*Stated task*: Rewrite the rows starting at the line containing "[Annotation guideline] Target class: table" and ending at the line containing "921,325,1020,458", substituting "desk lamp" for "table lamp" and leaving everything else unchanged.

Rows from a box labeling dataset
** Start **
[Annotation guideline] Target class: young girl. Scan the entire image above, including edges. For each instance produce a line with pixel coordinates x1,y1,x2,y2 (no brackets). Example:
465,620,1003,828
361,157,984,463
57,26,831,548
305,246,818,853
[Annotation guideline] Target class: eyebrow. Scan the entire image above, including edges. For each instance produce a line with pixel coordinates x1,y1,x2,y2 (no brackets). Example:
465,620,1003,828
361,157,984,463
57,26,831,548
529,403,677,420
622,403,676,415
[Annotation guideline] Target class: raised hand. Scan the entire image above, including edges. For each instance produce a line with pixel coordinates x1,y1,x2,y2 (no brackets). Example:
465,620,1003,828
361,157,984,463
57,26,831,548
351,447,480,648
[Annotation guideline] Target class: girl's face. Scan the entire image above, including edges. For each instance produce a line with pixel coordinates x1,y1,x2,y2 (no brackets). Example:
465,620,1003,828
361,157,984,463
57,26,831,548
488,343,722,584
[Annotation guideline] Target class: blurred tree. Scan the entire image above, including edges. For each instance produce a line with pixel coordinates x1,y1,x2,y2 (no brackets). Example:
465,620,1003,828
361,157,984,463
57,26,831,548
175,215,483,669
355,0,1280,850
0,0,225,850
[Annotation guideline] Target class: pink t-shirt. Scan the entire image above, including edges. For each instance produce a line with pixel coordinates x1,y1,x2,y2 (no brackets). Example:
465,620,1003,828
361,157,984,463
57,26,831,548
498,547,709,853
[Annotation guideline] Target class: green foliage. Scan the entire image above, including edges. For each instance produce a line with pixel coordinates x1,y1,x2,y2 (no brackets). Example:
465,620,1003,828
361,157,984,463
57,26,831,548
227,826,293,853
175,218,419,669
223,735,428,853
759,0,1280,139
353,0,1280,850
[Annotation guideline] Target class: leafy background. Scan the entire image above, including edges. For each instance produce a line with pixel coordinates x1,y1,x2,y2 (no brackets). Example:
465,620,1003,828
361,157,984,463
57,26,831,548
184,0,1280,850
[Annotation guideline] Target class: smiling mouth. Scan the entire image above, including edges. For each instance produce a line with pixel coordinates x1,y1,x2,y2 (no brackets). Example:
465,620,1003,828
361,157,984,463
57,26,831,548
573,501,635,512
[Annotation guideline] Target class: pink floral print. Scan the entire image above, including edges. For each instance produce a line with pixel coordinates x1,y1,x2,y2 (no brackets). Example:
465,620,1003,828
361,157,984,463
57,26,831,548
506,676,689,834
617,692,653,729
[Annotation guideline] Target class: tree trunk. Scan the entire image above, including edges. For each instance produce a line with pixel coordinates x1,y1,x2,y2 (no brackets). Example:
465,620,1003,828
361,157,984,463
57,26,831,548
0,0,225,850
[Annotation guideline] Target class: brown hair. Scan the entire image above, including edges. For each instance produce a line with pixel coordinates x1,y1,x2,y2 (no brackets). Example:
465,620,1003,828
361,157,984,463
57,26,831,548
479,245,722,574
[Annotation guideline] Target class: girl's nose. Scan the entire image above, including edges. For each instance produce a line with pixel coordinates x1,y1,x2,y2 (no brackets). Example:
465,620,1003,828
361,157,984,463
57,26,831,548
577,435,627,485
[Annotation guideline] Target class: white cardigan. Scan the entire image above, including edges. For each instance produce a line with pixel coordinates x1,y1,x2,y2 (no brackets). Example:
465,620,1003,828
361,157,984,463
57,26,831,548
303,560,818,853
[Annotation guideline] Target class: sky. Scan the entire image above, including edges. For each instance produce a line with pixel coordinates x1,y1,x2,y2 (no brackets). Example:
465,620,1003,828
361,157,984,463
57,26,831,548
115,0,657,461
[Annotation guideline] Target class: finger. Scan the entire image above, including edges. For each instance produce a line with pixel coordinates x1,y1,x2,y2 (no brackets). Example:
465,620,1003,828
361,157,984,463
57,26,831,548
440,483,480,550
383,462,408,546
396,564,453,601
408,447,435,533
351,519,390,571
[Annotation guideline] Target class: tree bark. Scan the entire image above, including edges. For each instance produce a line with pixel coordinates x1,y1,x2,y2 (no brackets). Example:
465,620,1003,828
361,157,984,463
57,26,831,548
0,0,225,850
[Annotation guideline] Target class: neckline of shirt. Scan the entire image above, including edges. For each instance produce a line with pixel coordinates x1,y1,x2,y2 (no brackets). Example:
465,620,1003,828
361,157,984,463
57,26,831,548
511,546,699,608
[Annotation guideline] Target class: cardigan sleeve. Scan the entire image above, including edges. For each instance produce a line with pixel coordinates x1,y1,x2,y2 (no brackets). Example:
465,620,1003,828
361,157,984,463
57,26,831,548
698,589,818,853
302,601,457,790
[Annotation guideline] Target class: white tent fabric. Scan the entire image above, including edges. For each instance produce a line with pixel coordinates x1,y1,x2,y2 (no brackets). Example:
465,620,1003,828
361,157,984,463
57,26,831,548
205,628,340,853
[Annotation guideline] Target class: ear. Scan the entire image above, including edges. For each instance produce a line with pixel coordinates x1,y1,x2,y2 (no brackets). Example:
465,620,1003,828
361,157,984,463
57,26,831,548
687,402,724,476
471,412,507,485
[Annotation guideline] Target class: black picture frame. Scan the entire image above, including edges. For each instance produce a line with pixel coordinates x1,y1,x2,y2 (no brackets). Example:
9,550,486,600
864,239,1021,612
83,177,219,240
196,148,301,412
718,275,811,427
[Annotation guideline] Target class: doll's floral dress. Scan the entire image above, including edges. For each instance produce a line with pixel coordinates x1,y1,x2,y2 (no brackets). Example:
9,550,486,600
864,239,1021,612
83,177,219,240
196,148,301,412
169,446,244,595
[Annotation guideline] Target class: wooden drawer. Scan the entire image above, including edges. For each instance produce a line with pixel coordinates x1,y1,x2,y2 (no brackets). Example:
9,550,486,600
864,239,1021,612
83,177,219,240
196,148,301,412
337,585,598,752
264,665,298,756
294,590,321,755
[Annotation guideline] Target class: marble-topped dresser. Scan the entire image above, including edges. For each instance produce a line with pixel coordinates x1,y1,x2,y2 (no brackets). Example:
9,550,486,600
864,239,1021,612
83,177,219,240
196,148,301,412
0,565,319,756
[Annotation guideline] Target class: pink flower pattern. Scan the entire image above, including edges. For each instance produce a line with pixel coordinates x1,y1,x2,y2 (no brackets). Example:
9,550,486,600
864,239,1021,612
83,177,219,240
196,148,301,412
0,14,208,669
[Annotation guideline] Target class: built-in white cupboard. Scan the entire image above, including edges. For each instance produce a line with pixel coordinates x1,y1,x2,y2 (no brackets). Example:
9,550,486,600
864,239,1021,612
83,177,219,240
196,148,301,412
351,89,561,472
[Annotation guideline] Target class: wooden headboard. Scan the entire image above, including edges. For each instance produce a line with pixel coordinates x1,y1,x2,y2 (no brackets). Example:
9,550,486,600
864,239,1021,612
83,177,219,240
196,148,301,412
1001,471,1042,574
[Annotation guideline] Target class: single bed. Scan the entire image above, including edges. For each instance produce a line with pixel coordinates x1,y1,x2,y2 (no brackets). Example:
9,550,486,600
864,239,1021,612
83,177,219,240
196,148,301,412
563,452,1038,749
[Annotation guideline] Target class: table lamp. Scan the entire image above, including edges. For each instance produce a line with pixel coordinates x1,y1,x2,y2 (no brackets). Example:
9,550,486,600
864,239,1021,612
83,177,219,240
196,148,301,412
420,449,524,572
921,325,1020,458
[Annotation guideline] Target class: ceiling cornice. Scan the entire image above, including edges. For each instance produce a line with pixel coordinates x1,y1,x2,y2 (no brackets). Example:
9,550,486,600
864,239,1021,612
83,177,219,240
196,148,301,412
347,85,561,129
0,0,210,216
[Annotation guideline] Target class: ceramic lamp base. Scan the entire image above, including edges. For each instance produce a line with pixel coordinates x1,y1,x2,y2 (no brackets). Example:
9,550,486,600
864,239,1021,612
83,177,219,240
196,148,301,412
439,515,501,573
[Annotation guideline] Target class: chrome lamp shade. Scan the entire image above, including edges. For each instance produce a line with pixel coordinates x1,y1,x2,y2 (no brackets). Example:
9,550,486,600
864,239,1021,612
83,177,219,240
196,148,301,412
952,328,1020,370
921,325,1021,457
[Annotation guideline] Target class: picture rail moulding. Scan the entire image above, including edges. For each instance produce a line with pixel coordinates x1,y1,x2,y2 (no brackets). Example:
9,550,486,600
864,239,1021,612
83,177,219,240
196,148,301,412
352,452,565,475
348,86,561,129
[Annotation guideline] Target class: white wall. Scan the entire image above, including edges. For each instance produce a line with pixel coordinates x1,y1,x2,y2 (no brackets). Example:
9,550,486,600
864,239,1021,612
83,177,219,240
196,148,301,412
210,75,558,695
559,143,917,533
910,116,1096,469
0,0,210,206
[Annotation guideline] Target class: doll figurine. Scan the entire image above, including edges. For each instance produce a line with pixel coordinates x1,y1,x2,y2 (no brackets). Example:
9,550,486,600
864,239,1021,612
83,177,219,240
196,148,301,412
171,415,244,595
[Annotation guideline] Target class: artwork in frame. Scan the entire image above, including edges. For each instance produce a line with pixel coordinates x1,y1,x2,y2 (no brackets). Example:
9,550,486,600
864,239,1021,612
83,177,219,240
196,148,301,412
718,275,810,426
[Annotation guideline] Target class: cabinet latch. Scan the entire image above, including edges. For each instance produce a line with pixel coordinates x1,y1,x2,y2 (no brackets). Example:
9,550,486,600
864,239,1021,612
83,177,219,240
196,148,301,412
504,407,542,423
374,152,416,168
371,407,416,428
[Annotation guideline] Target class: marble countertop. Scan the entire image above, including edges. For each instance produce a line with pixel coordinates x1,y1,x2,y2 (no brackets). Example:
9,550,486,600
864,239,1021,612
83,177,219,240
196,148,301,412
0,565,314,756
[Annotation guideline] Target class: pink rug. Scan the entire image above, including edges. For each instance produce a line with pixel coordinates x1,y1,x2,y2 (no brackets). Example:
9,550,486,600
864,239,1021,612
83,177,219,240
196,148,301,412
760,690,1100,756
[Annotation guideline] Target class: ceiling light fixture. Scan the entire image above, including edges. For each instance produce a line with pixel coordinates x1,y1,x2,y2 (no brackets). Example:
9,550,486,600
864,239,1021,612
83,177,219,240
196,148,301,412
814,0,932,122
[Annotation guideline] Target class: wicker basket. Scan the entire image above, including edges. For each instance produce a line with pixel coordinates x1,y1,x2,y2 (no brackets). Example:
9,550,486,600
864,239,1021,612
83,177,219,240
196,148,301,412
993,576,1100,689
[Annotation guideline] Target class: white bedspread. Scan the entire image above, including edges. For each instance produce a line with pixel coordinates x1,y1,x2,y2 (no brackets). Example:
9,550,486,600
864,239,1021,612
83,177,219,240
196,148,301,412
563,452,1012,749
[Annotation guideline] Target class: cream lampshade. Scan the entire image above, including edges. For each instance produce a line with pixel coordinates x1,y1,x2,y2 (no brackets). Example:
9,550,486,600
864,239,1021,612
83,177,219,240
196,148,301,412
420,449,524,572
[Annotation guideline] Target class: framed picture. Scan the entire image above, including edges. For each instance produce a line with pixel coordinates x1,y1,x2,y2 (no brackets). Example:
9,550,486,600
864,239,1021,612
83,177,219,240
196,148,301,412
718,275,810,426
** End **
*Exercise answer*:
[Annotation guideline] Target class: desk lamp. Scan the entire image above, including edges. For each instance produce a line with pixel coordinates x1,y1,x2,y2 (no brackets). Example:
9,550,486,600
864,239,1021,612
83,177,219,240
196,148,301,412
420,449,524,572
921,325,1020,458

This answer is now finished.